## TASK GOAL
Print out the material that follows word for word.
* START RAW RECORDS *
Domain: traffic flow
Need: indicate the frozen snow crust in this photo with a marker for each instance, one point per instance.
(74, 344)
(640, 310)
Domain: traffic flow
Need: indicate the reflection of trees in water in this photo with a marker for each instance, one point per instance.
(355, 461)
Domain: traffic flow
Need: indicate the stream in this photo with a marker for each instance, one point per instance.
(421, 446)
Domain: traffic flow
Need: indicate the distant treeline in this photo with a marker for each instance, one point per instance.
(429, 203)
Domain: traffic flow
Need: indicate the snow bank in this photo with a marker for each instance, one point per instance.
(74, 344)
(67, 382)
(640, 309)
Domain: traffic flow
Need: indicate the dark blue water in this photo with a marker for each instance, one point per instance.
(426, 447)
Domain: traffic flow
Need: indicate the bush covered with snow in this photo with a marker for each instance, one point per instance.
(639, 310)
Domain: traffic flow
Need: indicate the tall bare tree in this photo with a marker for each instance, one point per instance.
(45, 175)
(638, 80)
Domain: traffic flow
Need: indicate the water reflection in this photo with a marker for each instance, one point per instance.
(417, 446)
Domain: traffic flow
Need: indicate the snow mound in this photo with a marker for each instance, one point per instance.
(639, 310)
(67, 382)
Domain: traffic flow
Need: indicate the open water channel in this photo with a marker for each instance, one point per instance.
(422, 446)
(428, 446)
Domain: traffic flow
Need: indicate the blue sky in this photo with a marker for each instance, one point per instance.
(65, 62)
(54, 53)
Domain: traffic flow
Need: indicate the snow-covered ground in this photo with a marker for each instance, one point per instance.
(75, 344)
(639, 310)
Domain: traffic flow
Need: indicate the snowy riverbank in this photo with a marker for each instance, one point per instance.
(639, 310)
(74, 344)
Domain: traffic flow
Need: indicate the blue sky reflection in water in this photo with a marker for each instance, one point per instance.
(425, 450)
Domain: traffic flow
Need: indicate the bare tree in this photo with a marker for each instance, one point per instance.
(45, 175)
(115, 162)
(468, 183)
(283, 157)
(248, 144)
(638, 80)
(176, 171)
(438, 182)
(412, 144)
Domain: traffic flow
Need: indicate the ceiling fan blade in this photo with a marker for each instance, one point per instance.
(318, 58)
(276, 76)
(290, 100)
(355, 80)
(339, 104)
* END RAW RECORDS *
## FINISHED ANSWER
Domain: traffic flow
Need: indicate the frozen snow crust in this photo with a marker for each instance, one point per instance.
(74, 344)
(640, 310)
Domain: traffic flow
Need: indicate the reflection of trees in water in this photo with a marker for each instance, one point per instance.
(355, 461)
Domain: traffic flow
Need: indicate the stream in this photo with a marker for each instance, one point per instance.
(421, 446)
Domain: traffic flow
Need: indicate the distant treeline in this photo with a marker for each instance, one point per instance.
(429, 203)
Domain: traffic flow
Need: indicate the snow bank in this photo with a marker for each instance, one point per instance.
(74, 344)
(67, 382)
(640, 309)
Domain: traffic flow
Need: indicate the dark blue water in this photo with a marker for each instance, one point per instance.
(426, 447)
Domain: traffic flow
Need: indicate the bush covered with snow in this photo with a marker for each instance, one point per instance.
(639, 310)
Domain: traffic flow
Need: indicate the tall bare tree in this photo with a marker for each instance, one point per instance.
(45, 175)
(638, 80)
Domain: traffic flow
Need: indicate the water reflection in this photo with a marker for each instance, one point per instance.
(417, 446)
Domain: traffic flow
Need: indicate the snow mound in this photo with a marker for each instance, one point per instance.
(639, 310)
(67, 382)
Domain: traffic flow
Need: indicate the open water channel in this photo with a marker for each instance, one point per instance.
(422, 446)
(428, 446)
Domain: traffic flow
Need: indicate the blue sky in this photo with a marker for each instance, one point per instance.
(65, 62)
(54, 53)
Domain: traffic flow
Need: indicate the snow-covered ground in this photo with a marker for each instance, one point per instance.
(75, 344)
(639, 310)
Domain: traffic flow
Need: indicate the snowy riverbank in this photo with a marker for each instance, one point per instance.
(639, 310)
(74, 344)
Domain: traffic flow
Need: indicate the blue sky reflection in water in this photo with a marker for each instance, one point per instance.
(425, 450)
Domain: traffic flow
Need: indicate the bare tree in this photo with a marker for each instance, one point per instance.
(45, 175)
(115, 162)
(468, 183)
(283, 157)
(248, 144)
(638, 80)
(176, 171)
(438, 182)
(412, 144)
Domain: traffic flow
Need: indicate the ceiling fan blade in this photo with a marker for each instance, one point per instance.
(318, 58)
(276, 76)
(290, 100)
(355, 80)
(339, 104)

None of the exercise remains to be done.